PROBLEM TO SOLVE: A verbatim copy of the data is wanted, minus any picture in it.

*** DATA SHOWN

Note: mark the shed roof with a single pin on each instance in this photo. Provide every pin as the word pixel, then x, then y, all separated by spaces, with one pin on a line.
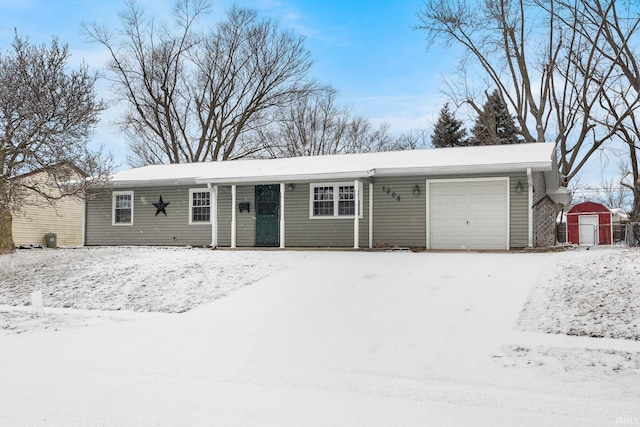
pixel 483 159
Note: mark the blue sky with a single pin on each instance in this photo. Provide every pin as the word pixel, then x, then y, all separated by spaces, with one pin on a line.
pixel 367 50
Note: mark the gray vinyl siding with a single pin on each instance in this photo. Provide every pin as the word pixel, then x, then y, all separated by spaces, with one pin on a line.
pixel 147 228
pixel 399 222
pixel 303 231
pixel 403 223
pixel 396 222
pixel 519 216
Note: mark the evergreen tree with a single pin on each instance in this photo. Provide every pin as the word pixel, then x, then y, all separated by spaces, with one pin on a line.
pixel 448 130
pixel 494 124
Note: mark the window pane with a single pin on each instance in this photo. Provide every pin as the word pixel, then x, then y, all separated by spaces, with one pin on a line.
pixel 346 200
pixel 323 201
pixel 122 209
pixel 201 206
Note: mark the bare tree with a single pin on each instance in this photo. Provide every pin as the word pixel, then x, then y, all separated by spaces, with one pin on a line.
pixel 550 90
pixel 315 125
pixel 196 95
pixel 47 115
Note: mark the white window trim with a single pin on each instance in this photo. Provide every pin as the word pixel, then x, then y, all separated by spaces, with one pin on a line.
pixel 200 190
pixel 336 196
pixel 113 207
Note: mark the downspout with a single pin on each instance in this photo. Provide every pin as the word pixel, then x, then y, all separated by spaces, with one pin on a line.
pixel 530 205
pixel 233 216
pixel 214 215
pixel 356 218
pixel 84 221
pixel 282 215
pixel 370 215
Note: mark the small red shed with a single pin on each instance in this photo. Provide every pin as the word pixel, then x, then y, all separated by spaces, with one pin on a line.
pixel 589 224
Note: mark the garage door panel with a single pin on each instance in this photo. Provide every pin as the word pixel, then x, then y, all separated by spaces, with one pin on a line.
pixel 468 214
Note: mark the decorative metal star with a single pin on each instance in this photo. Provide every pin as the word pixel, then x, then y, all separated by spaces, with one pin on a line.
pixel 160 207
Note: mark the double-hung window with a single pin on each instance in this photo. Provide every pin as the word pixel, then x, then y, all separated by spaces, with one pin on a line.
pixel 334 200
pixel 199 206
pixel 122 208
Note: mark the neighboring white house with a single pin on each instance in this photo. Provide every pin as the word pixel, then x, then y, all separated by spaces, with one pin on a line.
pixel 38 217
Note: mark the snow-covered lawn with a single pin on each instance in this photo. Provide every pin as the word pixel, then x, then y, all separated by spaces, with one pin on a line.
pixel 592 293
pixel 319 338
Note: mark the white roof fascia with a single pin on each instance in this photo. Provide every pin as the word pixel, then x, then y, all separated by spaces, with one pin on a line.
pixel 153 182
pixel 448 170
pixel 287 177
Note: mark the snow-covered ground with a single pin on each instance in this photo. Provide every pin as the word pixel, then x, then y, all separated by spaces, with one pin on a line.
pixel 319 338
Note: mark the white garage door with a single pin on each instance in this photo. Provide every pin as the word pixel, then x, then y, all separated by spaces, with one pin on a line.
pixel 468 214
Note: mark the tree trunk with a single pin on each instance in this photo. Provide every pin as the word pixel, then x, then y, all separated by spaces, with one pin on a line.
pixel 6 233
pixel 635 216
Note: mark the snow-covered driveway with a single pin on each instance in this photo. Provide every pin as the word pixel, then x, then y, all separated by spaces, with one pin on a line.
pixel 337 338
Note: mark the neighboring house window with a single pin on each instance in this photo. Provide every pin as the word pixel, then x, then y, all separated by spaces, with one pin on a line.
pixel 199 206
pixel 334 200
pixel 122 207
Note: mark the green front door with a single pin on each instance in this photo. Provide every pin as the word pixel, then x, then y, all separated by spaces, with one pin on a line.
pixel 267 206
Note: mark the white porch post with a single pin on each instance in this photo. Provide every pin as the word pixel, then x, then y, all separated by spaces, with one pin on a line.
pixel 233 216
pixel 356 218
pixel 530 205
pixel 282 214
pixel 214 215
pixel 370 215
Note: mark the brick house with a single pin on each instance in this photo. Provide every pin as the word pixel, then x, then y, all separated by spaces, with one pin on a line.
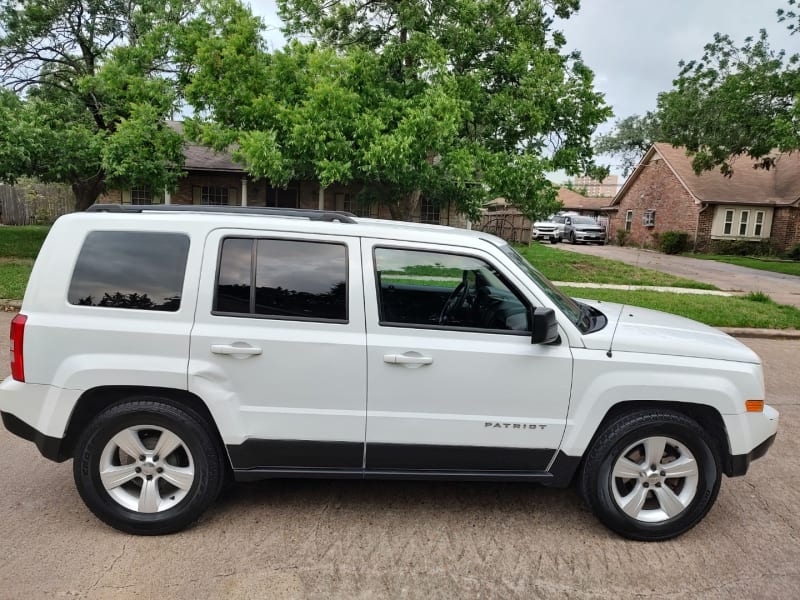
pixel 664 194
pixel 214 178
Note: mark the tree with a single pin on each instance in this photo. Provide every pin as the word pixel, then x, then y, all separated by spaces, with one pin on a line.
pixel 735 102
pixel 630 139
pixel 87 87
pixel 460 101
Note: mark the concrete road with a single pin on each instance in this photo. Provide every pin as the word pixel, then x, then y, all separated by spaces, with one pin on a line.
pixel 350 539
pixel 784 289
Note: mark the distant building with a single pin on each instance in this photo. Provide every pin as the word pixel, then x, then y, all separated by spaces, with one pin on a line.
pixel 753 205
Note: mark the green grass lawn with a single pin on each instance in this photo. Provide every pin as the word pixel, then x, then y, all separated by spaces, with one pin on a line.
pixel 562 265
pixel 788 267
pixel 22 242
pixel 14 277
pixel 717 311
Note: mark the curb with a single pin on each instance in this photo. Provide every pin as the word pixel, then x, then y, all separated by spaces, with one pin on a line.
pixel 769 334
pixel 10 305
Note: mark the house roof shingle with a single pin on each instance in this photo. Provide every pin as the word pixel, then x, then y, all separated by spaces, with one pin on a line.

******

ANSWER TO THE PROBLEM:
Note: mark the shed roof with a single pin on each instance in this photo. Provide every pin as the word pixel, then x, then y, all separated by spaces, with one pin on a line.
pixel 483 159
Note: mark the blue sky with a single pin on each instance in this photo. Provide every pin as the word pixel, then x, then y, all separated by spaces, with one pin on a line.
pixel 367 50
Note: mark the gray vinyl siding with a single pin on each instance in this photo. Provide every pin as the word pixel, then x, then y, all separated by spaces, with one pin on a line.
pixel 147 228
pixel 399 222
pixel 303 231
pixel 403 223
pixel 396 222
pixel 519 216
Note: mark the evergreen tree with a single pin on each instance in this photo. Provide every pin as the word pixel, then x, then y, all separated by spaces, with one pin on a line.
pixel 448 130
pixel 494 124
Note: mark the window pane with a single pin on each instance in this photo. Provide every pin as the word pixel, then x, then y, all separated by spaces, with one pin on a line.
pixel 346 200
pixel 323 201
pixel 122 209
pixel 201 206
Note: mark the bare tree with a single pin on each instance in this photo. Provide every pin as the word pixel, then x, then y, all separated by spaces, with one pin on a line.
pixel 550 90
pixel 315 125
pixel 196 95
pixel 47 115
Note: mark the white window trim with a single pin on each instance in this photo. Provide every pin as the word pixel, then x, then y, all separated by spaces, with one pin on a line.
pixel 200 190
pixel 336 196
pixel 113 207
Note: mark the downspout with a single pin on each instance in this photo. Provide every pin as the word pixel, then x, then y, all separated by spaces, with one pin on a line.
pixel 530 205
pixel 233 216
pixel 214 215
pixel 356 218
pixel 84 221
pixel 282 215
pixel 370 215
Note: mark the small red shed with a single pin on each instance in this photo. Provide every pin as the word pixel, then x, then y, all separated by spaces, with one pin on a line.
pixel 589 224
Note: mark the garage door panel with a single pin on each instance in this photo. Provide every pin as the word pixel, then x, then y, all separated by spaces, with one pin on a line.
pixel 468 214
Note: mark the decorative metal star with a single pin on each instance in this photo. Provide every pin as the word pixel, then x, then y, all separated by spaces, with one pin on a line.
pixel 160 207
Note: mark the double-hung window with a single pin on each instance in this photo. Provide every pin as the word pixel, then x, then y, all separated by spaces, with one pin on a line.
pixel 334 200
pixel 199 206
pixel 122 208
Note: mark the neighboring white house with a single pin on each instance in this photo. Provide every pin as the word pixel, then x, then y, all separated by spaces, with one pin on a line.
pixel 38 217
Note: mark the snow-covered lawn with a single pin on each instance in this photo. Provide every pin as the word pixel, then x, then y, all separated by spaces, with one pin on a line.
pixel 592 293
pixel 319 338
Note: mark the white roof fascia with a single pin on each instance in this photo. Provide every pin as the word pixel, then x, then y, all separated by spaces, with one pin on a line.
pixel 153 182
pixel 448 170
pixel 287 177
Note: mark the snow-covered ground with a single pin on each instance in this photo. Provide every pin as the word pixel, then x, then y, all separated by spaces, with one pin on a line.
pixel 319 338
Note: mark the white garage door with a single pin on each instance in this photo. Provide every pin as the word pixel, then x, then y, all separated by spaces, with one pin on a line.
pixel 468 214
Note: mark the tree trunk with a single pin on each instance in this photo. Provide every pin as the word pixel, then x, then y, all separated by spaces, with one pin on a line.
pixel 6 233
pixel 635 216
Note: mark the snow-covered driveway with a single pin on each instance in this photo. Provide every pin as the word pixel, then x, then y, all separated by spaces, with one pin on a line.
pixel 337 338
Note: mark the neighboring house window with a single pin on each instance in this photo. Provide every pin as the word pixel, then x, then y, all separated by spaces, with one pin on a line.
pixel 199 206
pixel 334 200
pixel 122 207
Note: mark the green front door with a single pin on each instance in this photo. Provide every pin as the word pixel, then x, then y, all separated by spaces, with one pin on a line.
pixel 267 206
Note: mark the white porch post with a single pin on each instance in this photo. Provide every pin as the word pixel, then x, then y, all separated by spaces, with one pin on a line.
pixel 233 216
pixel 356 218
pixel 530 205
pixel 282 214
pixel 214 215
pixel 370 215
Note: mark the brick house with a single pin on each instance in this photo. Provide every pin as the word pixel, then x, then y, all separated by spaces, with one pin on a line.
pixel 664 194
pixel 214 178
Note: mark the tree with a single pin on each instance in this photo. Provide every pin as the word pixel, then x, then y, all separated by spaces, with one pin on a line.
pixel 735 102
pixel 630 139
pixel 87 87
pixel 460 101
Note: mark the concrete road with a single pin on each instance in this photo. Provide every pin as the word pixel, then x, then y, all separated by spaces, with one pin on a line.
pixel 350 539
pixel 784 289
Note: mark the distant building with a single pin on each instance in this photo. Provide every pin as the word pixel, then x, then y, all separated by spaces, with one pin on a line.
pixel 753 205
Note: mark the green grass lawn with a single pin on each instance in this photo. Provide every pin as the word pixel, then x, then y, all separated by spaces, with one pin on a line.
pixel 562 265
pixel 788 267
pixel 22 242
pixel 14 277
pixel 717 311
Note: mark the curb with a single pin on each instance in this photo. Provide every pin as the word pixel, then x, then y, all separated by spaces, with one pin on a line.
pixel 769 334
pixel 10 305
Note: mark the house roof shingle with a single pin on each instance in this photo. Provide every pin as the word pixel, then x, then y, all separated by spaces, with one pin on a line.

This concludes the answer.